--- Begin ENTRIES SUPPLIED ---

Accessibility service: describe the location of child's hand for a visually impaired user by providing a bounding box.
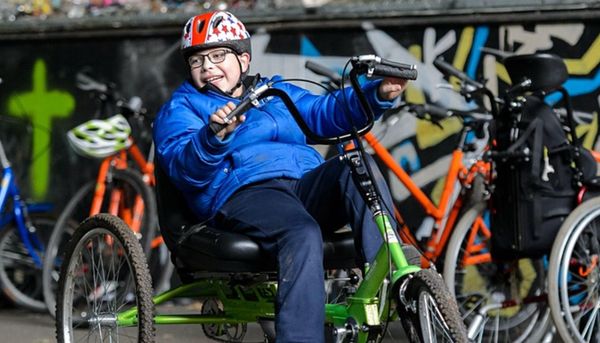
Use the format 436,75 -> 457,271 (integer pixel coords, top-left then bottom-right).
378,77 -> 408,100
210,101 -> 246,139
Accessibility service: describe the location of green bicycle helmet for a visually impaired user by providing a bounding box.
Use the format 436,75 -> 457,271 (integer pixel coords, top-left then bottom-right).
67,114 -> 131,159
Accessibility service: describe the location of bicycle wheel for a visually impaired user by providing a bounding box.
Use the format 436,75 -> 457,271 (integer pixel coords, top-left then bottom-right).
56,214 -> 154,343
398,269 -> 467,343
42,169 -> 158,315
548,198 -> 600,343
444,203 -> 550,343
0,214 -> 56,311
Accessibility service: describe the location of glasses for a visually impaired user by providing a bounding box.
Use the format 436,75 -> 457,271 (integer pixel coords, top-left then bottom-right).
188,49 -> 233,69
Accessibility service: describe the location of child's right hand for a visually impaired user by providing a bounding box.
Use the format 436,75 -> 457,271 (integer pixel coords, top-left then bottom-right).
210,101 -> 246,139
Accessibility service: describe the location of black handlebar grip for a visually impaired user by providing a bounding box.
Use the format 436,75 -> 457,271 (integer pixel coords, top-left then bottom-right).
423,104 -> 449,119
373,64 -> 418,80
433,57 -> 483,88
304,61 -> 342,83
209,98 -> 252,135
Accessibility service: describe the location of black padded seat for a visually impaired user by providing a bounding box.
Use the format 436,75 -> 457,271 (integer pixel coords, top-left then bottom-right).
155,161 -> 356,273
502,53 -> 569,92
176,224 -> 356,272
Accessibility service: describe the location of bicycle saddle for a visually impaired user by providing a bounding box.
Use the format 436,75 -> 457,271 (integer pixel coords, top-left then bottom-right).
155,162 -> 356,273
503,53 -> 569,92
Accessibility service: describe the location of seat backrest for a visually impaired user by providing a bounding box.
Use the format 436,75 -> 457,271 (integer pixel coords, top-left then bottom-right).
154,163 -> 199,252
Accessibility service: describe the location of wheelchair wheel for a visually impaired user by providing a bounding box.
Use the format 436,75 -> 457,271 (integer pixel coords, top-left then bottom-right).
398,269 -> 467,343
548,198 -> 600,343
56,214 -> 154,343
444,203 -> 551,342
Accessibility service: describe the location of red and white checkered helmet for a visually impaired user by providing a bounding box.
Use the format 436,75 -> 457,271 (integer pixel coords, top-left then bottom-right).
181,11 -> 251,60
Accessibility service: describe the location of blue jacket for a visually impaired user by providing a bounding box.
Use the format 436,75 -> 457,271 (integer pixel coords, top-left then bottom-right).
153,77 -> 392,220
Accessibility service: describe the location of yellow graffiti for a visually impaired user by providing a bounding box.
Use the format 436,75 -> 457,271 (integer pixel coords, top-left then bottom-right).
564,36 -> 600,75
575,112 -> 598,149
8,59 -> 75,200
405,45 -> 462,149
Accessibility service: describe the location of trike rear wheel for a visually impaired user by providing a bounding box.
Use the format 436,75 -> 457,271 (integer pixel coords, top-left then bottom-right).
398,269 -> 467,343
56,214 -> 154,343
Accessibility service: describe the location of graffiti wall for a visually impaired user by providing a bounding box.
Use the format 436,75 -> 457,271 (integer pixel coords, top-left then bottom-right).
0,16 -> 600,223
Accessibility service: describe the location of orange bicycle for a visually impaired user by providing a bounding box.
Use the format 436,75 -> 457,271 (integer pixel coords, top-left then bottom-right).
306,61 -> 493,267
43,74 -> 172,314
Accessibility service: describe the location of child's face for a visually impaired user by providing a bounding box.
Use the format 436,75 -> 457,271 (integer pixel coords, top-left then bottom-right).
188,48 -> 250,96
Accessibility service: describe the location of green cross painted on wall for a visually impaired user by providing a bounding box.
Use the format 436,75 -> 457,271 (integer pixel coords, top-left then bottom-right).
8,59 -> 75,200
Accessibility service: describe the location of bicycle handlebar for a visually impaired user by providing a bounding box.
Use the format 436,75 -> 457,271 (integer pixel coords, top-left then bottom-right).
75,72 -> 145,116
209,55 -> 417,144
75,72 -> 109,93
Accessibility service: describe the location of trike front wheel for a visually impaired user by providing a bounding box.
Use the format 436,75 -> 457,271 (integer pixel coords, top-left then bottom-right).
56,214 -> 154,343
398,269 -> 467,343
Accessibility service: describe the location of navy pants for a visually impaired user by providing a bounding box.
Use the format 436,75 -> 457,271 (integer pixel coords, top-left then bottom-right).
215,158 -> 392,343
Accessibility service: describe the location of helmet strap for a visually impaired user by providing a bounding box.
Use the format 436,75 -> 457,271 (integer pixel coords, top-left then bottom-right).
225,55 -> 248,96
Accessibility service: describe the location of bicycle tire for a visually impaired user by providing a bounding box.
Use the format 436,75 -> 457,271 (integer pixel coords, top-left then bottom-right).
42,169 -> 160,316
0,214 -> 56,311
443,202 -> 551,343
548,197 -> 600,343
56,213 -> 155,343
397,269 -> 467,343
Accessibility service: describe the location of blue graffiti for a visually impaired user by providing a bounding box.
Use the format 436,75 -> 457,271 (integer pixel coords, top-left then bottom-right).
300,36 -> 321,57
466,26 -> 490,79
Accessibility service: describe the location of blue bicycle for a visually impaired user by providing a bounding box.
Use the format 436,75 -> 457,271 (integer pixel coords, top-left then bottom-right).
0,116 -> 61,311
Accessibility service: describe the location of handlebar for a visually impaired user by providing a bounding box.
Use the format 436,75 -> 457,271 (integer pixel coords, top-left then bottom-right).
209,55 -> 417,144
75,72 -> 146,117
75,72 -> 109,94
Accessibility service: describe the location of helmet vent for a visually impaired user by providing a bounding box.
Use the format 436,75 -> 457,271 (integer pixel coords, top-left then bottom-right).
213,17 -> 223,29
196,20 -> 206,33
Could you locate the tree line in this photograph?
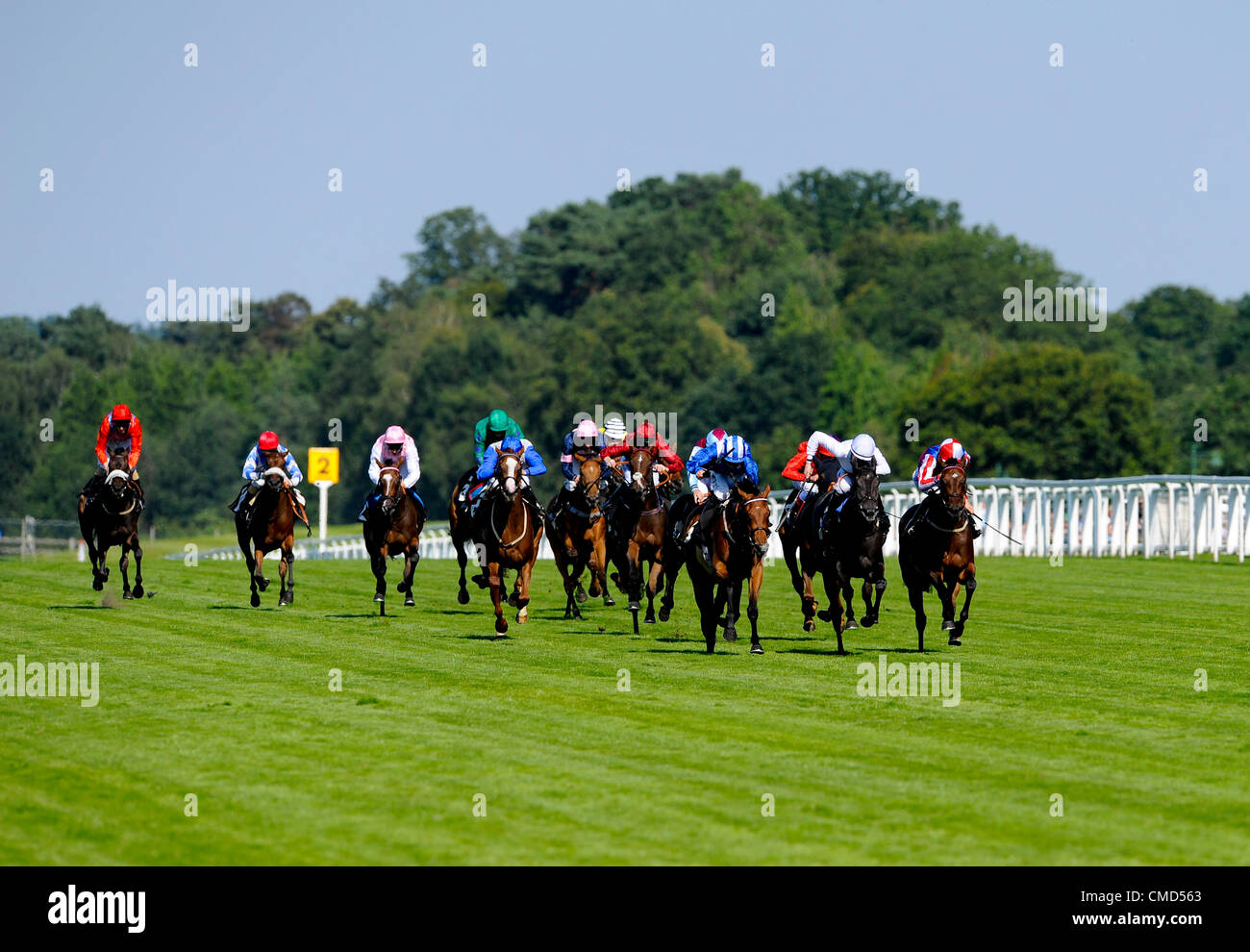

--- End ENTRIES SUPPLIED ---

*WORK TO COMPLETE*. Write out the material again, from the line with "Accessibility service: describe the location of child's right" up to and including the line with "209,98 -> 252,135", keeping every request line, but add 133 to each coordinate in the bounding-box answers and leave the numbers in the format sample unchanged.

*CORRECT ANSWER*.
Accessibility service: describe the location of child's right hand for a visually impaired user by providing a bounding box.
Use the format 436,75 -> 457,271 (integer pixel coords, top-left then bottom-right).
343,234 -> 379,272
Accessibility service: describe the location of black handlebar grip for a visually impaired user by providing a bounding box.
Use the format 436,75 -> 457,271 (integer pixel coords, top-left then bottom-right).
556,237 -> 582,252
506,197 -> 551,213
566,190 -> 616,221
437,194 -> 475,216
342,231 -> 385,268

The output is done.